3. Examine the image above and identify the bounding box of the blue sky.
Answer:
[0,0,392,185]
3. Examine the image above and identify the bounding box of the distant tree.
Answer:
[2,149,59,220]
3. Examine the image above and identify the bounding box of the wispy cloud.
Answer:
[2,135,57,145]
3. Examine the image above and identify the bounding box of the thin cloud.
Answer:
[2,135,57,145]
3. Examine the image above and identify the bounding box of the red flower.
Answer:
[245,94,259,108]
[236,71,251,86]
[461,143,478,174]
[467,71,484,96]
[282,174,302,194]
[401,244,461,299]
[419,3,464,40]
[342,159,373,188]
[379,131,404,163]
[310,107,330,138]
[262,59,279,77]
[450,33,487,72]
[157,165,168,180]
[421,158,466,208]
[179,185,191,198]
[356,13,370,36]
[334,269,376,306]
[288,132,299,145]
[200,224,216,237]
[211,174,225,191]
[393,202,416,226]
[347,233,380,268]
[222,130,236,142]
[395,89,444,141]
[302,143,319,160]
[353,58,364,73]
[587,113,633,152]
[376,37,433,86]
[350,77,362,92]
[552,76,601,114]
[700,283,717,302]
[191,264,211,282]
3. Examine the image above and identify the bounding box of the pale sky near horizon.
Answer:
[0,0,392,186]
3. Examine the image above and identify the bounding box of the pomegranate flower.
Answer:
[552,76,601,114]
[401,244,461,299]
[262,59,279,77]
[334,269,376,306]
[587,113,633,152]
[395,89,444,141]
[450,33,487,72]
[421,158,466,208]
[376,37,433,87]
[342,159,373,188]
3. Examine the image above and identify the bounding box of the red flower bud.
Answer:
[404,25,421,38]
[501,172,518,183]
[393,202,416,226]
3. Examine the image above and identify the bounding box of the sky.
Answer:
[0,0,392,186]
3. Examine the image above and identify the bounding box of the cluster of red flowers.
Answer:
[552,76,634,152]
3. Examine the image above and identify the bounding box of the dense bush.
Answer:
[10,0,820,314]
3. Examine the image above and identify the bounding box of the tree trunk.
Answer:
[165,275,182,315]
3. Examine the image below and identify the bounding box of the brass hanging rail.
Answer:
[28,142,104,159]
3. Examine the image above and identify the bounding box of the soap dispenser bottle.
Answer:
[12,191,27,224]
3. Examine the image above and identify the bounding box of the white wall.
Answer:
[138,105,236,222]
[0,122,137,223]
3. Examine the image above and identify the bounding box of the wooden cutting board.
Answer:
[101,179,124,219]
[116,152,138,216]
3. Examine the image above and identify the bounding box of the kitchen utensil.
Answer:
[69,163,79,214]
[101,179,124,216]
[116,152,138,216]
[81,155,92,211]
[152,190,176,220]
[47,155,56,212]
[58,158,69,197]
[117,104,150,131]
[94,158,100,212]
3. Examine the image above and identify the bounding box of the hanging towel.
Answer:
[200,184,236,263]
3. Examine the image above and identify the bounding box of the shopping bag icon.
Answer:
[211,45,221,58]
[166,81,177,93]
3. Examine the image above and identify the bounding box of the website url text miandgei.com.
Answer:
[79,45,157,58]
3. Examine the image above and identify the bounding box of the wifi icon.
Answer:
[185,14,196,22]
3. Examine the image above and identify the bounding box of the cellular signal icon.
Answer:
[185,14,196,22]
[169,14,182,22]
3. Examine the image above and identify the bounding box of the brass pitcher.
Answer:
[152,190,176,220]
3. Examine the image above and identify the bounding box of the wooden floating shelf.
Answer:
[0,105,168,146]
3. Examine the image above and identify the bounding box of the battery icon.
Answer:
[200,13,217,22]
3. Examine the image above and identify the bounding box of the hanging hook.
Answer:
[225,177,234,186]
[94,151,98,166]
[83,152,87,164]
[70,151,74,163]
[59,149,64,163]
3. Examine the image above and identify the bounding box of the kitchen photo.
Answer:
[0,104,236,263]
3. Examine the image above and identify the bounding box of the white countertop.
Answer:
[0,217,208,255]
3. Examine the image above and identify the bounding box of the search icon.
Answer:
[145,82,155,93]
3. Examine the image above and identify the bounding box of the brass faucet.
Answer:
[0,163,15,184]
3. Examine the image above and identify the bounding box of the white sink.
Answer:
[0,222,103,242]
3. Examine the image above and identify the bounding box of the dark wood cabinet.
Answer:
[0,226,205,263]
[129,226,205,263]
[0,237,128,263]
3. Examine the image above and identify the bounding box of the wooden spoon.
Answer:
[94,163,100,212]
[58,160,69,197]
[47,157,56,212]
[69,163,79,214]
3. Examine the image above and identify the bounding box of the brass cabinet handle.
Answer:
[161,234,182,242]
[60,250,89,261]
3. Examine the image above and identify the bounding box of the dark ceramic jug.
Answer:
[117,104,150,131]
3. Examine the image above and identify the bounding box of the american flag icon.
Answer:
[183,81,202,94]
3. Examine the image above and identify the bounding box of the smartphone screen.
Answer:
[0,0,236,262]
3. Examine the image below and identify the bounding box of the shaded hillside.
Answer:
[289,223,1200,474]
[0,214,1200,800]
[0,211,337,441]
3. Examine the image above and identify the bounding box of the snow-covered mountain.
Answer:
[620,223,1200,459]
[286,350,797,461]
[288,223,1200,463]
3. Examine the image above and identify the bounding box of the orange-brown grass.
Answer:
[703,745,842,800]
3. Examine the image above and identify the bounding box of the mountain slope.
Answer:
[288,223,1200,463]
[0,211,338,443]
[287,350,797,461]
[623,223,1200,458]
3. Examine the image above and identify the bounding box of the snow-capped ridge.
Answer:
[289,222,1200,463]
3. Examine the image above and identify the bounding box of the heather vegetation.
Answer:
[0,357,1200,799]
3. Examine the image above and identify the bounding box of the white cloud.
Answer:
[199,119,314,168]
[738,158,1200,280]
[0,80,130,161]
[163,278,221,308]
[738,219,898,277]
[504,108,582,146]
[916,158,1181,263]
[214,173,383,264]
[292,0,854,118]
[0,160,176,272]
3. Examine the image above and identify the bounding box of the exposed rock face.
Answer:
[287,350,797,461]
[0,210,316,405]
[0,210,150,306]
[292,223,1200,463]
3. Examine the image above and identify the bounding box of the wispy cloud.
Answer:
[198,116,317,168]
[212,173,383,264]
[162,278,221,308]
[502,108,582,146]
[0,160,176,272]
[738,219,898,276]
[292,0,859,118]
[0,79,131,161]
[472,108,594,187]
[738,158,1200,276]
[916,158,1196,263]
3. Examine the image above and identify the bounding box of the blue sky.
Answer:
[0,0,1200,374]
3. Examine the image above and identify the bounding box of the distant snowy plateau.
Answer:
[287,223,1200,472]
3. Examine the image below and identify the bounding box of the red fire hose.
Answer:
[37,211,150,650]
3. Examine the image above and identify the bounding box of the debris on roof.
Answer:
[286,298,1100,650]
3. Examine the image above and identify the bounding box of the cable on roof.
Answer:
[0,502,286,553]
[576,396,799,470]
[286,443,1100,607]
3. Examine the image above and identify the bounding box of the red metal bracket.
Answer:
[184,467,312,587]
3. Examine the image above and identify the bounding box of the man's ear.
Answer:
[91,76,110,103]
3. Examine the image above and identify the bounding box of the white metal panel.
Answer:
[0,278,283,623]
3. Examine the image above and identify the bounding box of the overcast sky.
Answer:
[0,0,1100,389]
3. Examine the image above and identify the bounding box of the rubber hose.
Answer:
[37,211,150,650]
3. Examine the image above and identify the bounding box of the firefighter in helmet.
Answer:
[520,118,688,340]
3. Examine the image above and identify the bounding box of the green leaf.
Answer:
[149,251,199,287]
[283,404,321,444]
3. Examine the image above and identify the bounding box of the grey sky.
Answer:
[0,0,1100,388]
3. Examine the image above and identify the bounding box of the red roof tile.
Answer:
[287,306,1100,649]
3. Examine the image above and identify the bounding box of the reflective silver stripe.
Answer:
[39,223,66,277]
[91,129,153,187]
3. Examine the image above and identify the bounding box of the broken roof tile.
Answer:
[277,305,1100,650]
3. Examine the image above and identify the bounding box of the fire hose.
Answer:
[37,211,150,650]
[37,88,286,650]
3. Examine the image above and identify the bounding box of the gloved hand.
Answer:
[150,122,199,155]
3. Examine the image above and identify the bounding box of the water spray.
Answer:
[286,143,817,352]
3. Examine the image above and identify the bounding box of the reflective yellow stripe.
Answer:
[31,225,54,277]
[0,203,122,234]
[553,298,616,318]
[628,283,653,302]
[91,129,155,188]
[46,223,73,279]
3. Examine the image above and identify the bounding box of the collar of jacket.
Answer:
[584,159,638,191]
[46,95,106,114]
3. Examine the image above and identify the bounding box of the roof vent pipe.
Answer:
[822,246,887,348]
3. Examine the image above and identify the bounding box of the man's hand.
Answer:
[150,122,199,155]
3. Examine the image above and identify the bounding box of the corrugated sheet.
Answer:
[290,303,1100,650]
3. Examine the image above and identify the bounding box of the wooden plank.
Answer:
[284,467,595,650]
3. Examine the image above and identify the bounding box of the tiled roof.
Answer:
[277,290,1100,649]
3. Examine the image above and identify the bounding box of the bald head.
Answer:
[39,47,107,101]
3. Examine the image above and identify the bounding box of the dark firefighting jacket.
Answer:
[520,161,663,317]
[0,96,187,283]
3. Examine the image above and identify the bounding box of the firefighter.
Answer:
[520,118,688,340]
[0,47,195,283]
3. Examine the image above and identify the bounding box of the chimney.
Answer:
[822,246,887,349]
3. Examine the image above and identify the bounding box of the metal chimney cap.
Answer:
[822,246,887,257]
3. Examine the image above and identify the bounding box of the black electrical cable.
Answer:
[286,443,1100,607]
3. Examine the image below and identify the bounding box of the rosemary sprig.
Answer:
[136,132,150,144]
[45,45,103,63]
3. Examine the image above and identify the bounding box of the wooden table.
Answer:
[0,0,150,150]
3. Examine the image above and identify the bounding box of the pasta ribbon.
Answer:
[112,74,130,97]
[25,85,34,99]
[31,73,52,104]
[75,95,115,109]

● ● ● ● ●

* [Short problem] Rewrite the items starting at the line that contains "the grey sky." and ending at the line that contains "[39,47,107,101]", changing "wooden plank" to "timber board" and leaving everything else as it is. Give only those lines.

* [The reply]
3. Examine the image above and identify the bounding box of the grey sky.
Answer:
[0,0,1100,388]
3. Examine the image above and identify the bounding box of the red roof tile.
Answer:
[287,306,1100,649]
3. Examine the image above and identify the bounding box of the reflective silver stripe.
Answer:
[39,223,66,277]
[91,129,153,187]
3. Examine the image above and identify the bounding box of the broken roof tile.
Answer:
[277,305,1100,650]
3. Examine the image above and identify the bounding box of the fire hose.
Answer:
[37,211,150,650]
[37,88,286,650]
3. Examine the image above and identify the bounding box of the gloved hand.
Answer:
[150,122,199,155]
3. Examine the image above and identify the bounding box of the water spray.
Answer:
[286,143,817,352]
3. Examine the image above and identify the bounding box of the reflective yellow stripe.
Answer:
[31,225,54,277]
[0,203,122,234]
[553,298,616,318]
[628,283,653,302]
[91,129,155,188]
[46,223,73,279]
3. Examine the image above and identify the bounding box of the collar of jacket.
Answer:
[584,159,638,191]
[46,95,106,114]
3. Examine the image above and identify the bounding box of the roof vent pipe.
Answer:
[822,246,887,348]
3. Examine the image above and identify the bounding box of the man's hand.
Answer:
[150,122,199,155]
3. Examine the image above and identify the bounding box of the corrugated sheet.
Answer:
[290,303,1100,650]
3. Examine the image above and identify the bounding box of the timber board.
Answer:
[284,467,595,650]
3. Examine the image above and identify the bounding box of the tiled roof.
Answer:
[277,290,1100,649]
3. Examine the image above and identify the bounding box of the bald head.
Answer:
[39,47,107,101]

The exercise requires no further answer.